- **TASK GOAL**
Copy the entries exactly, through the "positive clicks: (1251, 480) (1248, 969)" line.

━━ GIVEN RECORDS ━━

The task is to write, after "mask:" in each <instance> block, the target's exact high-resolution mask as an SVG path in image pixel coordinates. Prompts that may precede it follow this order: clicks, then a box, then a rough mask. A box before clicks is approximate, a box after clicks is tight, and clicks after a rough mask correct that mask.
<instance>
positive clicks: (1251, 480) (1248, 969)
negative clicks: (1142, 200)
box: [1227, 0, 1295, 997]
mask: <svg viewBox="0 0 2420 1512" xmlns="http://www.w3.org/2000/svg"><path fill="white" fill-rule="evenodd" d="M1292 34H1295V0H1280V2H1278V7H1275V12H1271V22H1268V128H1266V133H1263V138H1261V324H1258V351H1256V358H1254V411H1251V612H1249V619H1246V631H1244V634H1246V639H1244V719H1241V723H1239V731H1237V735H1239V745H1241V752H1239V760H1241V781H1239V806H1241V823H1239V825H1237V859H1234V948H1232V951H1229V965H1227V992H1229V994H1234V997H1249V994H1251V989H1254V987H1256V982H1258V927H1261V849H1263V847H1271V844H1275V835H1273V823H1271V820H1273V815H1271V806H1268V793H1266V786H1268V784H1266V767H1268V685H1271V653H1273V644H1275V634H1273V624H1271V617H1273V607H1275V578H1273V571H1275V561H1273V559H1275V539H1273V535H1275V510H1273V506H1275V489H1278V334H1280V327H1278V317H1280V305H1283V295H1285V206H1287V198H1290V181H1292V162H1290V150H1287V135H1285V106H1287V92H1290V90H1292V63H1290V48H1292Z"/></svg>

━━━

- **TASK OUTPUT**
The task is to write, after "mask:" in each <instance> block, the target's exact high-resolution mask as an SVG path in image pixel coordinates. Prompts that may precede it follow this order: clicks, then a box, then a rough mask. A box before clicks is approximate, a box after clicks is tight, and clicks after a rough mask correct that mask.
<instance>
positive clicks: (1251, 480) (1248, 969)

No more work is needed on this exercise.